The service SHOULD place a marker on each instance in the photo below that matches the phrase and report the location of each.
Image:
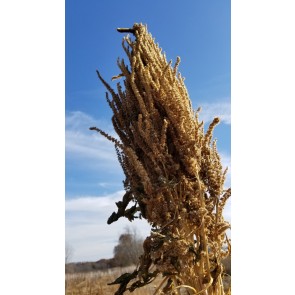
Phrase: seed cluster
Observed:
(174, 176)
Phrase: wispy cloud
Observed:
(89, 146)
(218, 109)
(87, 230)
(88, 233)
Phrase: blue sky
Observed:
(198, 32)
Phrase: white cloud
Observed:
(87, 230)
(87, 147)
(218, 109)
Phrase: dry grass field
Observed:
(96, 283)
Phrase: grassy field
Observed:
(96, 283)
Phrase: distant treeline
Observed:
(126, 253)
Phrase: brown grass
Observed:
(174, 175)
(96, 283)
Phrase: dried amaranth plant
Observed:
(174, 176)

+-------+

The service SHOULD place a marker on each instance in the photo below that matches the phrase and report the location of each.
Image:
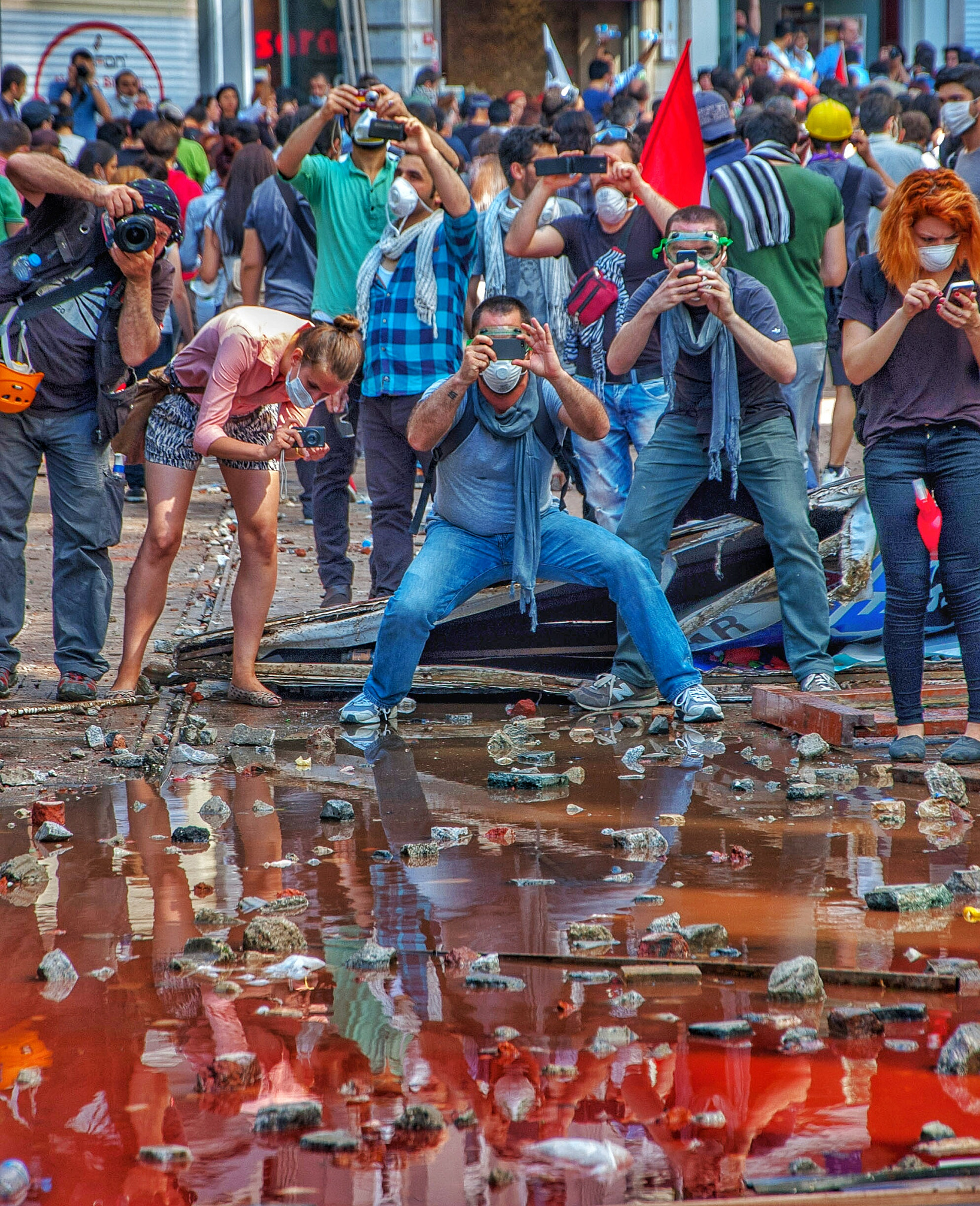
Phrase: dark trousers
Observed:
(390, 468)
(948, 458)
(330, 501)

+-------+

REQUIRED WORK => Across the listing above, find all lines where the word "cloud" is present and copy them.

ANSWER BELOW =>
Phrase: wispy cloud
Phrase: white cloud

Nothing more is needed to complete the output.